The winning word in the first National Spelling Bee, held in Louisville in 1925, was gladiolus. The champion among the 2 million contestants was 11-year-old Frank Neuhauser, whose stonemason father helped him study obscure words on weekends when it was raining. Young Frank, as his New York Times obit noted, prayed for sunny weather. He wanted to play baseball.
In the 90 years since that first Bee, the number of contestants in the Scripps National Spelling Bee has grown to 11 million, and the words have become considerably more abstruse. The rules, though, remain constant: participants must be no older than 15 and must not have graduated from eighth grade.
(READ: Our coverage of the 1925 National Spelling Bee by subscribing to TIME)

Region descriptions in natural language:
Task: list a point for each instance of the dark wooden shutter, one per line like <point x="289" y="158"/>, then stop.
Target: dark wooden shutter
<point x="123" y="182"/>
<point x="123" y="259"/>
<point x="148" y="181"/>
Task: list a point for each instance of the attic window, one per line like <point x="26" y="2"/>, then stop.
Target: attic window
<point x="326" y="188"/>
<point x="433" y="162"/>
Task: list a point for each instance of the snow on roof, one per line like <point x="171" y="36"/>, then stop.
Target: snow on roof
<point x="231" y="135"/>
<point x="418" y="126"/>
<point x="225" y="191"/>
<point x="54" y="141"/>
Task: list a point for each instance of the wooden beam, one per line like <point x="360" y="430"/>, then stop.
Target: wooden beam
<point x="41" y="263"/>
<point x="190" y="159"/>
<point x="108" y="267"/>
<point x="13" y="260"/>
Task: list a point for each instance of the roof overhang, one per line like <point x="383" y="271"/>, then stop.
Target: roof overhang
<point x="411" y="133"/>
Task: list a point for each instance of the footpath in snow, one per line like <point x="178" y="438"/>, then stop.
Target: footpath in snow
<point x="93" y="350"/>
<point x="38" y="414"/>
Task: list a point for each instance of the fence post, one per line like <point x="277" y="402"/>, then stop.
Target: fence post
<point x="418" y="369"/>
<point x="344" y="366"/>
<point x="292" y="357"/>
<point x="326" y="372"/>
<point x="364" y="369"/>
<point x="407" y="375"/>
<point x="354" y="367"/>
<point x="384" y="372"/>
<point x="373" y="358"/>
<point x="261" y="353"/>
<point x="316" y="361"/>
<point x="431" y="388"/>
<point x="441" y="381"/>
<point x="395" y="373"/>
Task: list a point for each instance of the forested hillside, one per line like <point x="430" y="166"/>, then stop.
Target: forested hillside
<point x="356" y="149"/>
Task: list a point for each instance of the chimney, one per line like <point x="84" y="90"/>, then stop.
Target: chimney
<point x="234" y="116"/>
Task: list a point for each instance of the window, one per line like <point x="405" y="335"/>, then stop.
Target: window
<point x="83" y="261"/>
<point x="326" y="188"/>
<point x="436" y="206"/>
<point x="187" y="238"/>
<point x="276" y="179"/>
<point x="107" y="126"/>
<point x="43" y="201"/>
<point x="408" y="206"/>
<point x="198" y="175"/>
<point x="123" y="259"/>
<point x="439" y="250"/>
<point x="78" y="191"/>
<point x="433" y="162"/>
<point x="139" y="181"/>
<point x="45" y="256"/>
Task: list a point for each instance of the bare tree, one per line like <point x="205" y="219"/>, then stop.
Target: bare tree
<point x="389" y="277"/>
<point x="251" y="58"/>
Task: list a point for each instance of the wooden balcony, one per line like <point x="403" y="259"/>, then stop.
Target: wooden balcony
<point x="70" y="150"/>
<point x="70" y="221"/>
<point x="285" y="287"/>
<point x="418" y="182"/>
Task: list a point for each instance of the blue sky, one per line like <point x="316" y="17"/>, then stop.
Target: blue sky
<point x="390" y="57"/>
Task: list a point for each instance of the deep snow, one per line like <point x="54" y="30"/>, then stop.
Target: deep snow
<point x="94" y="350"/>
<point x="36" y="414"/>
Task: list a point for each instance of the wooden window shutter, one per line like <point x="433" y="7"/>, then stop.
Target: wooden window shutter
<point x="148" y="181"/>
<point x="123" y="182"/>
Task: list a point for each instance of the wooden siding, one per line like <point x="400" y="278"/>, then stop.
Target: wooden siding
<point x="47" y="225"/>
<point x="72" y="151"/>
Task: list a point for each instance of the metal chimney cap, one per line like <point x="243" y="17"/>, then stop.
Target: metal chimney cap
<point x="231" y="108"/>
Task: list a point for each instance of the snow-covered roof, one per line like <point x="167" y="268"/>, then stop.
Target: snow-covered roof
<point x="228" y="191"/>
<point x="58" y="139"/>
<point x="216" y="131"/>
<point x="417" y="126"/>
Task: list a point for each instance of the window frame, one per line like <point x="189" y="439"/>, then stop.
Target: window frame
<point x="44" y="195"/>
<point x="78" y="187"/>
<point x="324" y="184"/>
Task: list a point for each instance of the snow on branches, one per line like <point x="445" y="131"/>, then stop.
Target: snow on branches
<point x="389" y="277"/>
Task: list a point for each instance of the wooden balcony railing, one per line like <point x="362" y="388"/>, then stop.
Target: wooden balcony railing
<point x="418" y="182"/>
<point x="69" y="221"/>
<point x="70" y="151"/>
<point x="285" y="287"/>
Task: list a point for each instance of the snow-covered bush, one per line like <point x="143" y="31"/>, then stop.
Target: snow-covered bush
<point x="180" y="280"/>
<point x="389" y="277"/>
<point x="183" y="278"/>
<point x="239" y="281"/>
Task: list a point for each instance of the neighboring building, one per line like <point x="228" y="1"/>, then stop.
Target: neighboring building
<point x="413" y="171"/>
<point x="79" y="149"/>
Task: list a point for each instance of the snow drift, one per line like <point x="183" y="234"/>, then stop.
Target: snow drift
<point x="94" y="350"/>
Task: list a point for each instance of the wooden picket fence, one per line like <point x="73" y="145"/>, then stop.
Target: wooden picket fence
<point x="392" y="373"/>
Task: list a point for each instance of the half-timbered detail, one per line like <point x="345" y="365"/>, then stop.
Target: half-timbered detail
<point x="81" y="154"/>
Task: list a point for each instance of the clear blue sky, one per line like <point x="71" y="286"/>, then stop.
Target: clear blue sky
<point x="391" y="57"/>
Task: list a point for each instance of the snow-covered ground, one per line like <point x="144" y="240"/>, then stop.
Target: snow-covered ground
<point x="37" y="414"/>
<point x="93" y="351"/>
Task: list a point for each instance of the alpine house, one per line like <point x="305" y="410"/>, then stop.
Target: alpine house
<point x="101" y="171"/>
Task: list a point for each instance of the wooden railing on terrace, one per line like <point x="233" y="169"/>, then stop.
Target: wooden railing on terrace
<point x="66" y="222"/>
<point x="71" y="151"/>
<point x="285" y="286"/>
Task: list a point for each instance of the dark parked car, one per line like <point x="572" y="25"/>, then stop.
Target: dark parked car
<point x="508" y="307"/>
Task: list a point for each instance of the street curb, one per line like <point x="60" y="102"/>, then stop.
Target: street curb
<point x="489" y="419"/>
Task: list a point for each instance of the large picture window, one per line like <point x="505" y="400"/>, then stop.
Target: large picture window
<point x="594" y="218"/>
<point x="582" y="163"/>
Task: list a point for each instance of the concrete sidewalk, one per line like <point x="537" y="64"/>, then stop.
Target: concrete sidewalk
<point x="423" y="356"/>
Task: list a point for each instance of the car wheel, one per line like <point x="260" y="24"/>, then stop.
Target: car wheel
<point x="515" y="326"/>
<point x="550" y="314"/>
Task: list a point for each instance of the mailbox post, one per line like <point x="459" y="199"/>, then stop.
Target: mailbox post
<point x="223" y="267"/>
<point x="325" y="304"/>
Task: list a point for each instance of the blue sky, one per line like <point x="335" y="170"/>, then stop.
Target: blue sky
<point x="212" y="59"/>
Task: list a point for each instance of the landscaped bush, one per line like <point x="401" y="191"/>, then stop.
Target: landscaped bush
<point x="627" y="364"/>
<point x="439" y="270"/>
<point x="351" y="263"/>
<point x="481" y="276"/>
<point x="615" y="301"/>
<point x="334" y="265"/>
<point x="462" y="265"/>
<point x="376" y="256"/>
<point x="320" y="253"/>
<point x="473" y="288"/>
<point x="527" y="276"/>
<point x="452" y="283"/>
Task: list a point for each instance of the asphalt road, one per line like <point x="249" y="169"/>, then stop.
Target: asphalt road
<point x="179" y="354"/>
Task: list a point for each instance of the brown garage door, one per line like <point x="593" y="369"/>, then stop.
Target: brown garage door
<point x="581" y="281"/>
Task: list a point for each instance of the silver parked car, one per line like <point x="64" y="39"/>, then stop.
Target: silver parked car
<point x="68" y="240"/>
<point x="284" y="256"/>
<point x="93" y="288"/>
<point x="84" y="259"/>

» INSTRUCTIONS TO FOLLOW
Condense the paragraph of the spelling bee text above that begins "The winning word in the first National Spelling Bee" into a bulleted list of its main facts.

» EXERCISE RESPONSE
- First National Spelling Bee: Louisville, 1925
- Winning word: gladiolus
- Champion: 11-year-old Frank Neuhauser, chosen from 2 million contestants
- His stonemason father helped him study obscure words on rainy weekends
- According to his New York Times obituary, Frank prayed for sunny weather because he wanted to play baseball